» **YOUR OBJECTIVE**: Please repeat the lines below exactly. Begin with the line containing "Target: tractor tire" and go on through the line containing "Target: dirt road".

» **Dataset entries**:
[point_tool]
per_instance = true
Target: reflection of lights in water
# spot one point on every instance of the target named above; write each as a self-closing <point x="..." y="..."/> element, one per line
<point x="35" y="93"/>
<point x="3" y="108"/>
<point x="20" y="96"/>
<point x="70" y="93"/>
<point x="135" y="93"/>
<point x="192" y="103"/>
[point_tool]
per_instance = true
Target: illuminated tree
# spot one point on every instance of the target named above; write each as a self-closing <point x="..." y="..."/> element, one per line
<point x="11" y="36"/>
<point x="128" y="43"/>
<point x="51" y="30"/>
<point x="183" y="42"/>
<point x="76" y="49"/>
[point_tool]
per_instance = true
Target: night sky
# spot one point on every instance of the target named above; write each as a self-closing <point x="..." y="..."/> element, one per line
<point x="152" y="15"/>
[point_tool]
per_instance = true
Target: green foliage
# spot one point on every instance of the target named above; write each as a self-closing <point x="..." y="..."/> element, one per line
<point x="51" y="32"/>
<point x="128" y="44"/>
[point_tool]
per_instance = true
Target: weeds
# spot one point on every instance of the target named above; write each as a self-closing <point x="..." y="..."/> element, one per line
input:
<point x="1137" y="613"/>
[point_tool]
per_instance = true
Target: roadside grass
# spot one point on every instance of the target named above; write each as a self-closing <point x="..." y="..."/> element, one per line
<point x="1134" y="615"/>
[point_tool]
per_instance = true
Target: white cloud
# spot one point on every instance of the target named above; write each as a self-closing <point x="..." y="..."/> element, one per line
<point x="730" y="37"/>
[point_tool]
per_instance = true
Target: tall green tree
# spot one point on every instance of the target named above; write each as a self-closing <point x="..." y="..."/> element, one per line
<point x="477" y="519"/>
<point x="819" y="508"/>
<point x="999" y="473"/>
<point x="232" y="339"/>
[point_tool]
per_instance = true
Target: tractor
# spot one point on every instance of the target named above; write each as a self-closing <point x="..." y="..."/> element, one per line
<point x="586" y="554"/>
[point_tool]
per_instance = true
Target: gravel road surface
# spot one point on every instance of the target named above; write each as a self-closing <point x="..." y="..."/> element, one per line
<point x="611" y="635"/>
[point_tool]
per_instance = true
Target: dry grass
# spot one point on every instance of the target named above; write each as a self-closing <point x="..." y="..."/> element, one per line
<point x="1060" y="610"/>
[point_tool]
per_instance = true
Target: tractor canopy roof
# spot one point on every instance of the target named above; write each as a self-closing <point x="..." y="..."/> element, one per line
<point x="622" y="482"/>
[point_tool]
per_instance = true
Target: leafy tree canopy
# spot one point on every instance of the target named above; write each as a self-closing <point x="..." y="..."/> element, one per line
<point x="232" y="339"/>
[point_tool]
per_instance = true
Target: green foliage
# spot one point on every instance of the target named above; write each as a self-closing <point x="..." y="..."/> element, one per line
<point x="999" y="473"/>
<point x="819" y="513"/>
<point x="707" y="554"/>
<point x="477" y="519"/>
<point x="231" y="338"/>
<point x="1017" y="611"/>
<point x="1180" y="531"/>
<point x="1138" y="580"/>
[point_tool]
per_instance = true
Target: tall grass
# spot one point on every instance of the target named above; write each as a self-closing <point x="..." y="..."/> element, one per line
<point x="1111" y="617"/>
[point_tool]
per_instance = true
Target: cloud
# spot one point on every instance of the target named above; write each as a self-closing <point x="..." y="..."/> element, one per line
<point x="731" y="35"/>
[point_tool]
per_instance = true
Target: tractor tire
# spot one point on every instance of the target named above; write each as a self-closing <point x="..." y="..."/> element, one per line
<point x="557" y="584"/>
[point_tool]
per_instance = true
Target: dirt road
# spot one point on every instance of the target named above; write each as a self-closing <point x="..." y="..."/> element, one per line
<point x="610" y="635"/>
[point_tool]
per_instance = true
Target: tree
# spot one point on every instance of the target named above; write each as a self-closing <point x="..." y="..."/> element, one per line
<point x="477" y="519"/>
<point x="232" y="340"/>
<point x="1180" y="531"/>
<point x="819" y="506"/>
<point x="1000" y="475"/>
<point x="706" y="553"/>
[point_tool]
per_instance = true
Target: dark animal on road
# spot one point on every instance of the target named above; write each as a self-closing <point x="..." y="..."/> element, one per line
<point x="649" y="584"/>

» **YOUR SOLUTION**:
Target: tractor tire
# spot one point on every instance of the target named above; write each as a self-closing <point x="..." y="..."/> element, one per line
<point x="557" y="584"/>
[point_tool]
per_instance = true
Target: dirt road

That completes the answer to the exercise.